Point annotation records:

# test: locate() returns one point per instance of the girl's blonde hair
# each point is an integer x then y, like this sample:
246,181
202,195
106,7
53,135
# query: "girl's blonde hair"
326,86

• **EXERCISE BRIEF**: Edit the listing so that every "point" becomes "coordinate", keeping all other text the same.

• **TASK RESPONSE**:
# test: locate() returns one coordinate per instance of the girl's blonde hair
# each coordinate is an integer x then y, like this sample:
246,181
202,195
106,7
53,135
# query: "girl's blonde hair"
326,86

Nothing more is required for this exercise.